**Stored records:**
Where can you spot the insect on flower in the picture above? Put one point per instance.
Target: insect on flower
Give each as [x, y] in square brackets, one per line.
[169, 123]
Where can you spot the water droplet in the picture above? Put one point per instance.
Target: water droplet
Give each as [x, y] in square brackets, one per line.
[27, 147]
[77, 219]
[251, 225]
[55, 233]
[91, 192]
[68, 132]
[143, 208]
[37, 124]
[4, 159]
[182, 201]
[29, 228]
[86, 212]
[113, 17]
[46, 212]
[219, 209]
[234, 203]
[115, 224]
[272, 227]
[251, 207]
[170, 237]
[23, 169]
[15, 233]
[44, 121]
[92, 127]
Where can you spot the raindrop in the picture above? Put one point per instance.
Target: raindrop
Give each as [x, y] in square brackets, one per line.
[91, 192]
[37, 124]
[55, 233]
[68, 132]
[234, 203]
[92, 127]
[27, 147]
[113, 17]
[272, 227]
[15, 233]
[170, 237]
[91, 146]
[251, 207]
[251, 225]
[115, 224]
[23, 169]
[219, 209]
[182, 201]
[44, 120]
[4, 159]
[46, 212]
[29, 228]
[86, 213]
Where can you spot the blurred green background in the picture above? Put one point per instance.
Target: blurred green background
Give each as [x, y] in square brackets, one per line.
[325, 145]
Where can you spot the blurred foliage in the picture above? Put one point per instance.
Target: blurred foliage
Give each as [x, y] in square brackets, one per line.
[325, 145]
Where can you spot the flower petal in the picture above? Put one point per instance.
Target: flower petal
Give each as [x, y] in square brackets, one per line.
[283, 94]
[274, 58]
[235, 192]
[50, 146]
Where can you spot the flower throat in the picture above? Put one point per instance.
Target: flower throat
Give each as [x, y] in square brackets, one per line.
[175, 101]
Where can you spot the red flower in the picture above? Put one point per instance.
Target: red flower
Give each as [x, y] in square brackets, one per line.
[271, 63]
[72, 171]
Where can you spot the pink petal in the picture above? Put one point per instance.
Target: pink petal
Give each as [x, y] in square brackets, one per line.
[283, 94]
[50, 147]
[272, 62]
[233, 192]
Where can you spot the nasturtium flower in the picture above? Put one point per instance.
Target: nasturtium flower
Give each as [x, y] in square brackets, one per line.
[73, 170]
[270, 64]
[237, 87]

**Problem requirements:** Please reproduce all of the entries exactly as they stand.

**Result:**
Where can you spot the insect on flower in the picture above? Put one point per instance.
Target: insect on flower
Give each as [x, y] in square brackets, one per line.
[169, 123]
Where can you spot the water droplet in the picture above? Put one point per instance.
Target: water droplet
Give each as [x, y] in square brackets, one per line.
[27, 147]
[77, 219]
[251, 225]
[55, 233]
[91, 192]
[68, 132]
[143, 208]
[37, 124]
[4, 159]
[182, 201]
[29, 228]
[86, 212]
[113, 17]
[46, 212]
[219, 209]
[234, 203]
[115, 224]
[272, 227]
[251, 207]
[170, 237]
[23, 169]
[15, 233]
[44, 121]
[92, 127]
Where can you spot the raindrop in the picture above? Put one point per instance.
Target: raindrop
Give each as [x, y] in square brackets, one per line.
[91, 192]
[37, 124]
[55, 233]
[68, 132]
[234, 203]
[92, 127]
[27, 147]
[113, 17]
[272, 227]
[15, 233]
[170, 237]
[91, 146]
[251, 207]
[251, 225]
[115, 224]
[23, 169]
[219, 209]
[182, 201]
[44, 120]
[4, 159]
[46, 212]
[29, 228]
[86, 213]
Where can you spot the blurred green background in the picture above? Put one point per instance.
Target: blurred green background
Give each as [x, y] in square brackets, one per line.
[325, 145]
Where can you spot the blurred foliage in the picture above? Put one point per instance.
Target: blurred foliage
Give each as [x, y] in square brackets, one per line.
[325, 145]
Where can you spot the flower petal in the picture above? Put one point per instance.
Target: flower petal
Give each as [x, y] in square brackets, one per line.
[283, 94]
[274, 58]
[235, 192]
[50, 146]
Where can you spot the flower throat in the picture above? Put one point per instance.
Target: flower throat
Give each as [x, y] in square brackets, one per line.
[175, 101]
Where can you spot the red flower in the picture above? Put one point per instance.
Target: red flower
Give each as [x, y] in square brackets, one per line.
[271, 63]
[72, 171]
Where can you spot the pink petal in the picture above? Put one point per instance.
Target: pink petal
Give each as [x, y] in square brackets, one per line.
[283, 94]
[50, 147]
[272, 62]
[233, 192]
Where can you spot the nasturtium flower in the picture above? Put one point per instance.
Target: nasturtium flower
Give each as [x, y] in square brackets, one per line.
[73, 170]
[270, 64]
[237, 87]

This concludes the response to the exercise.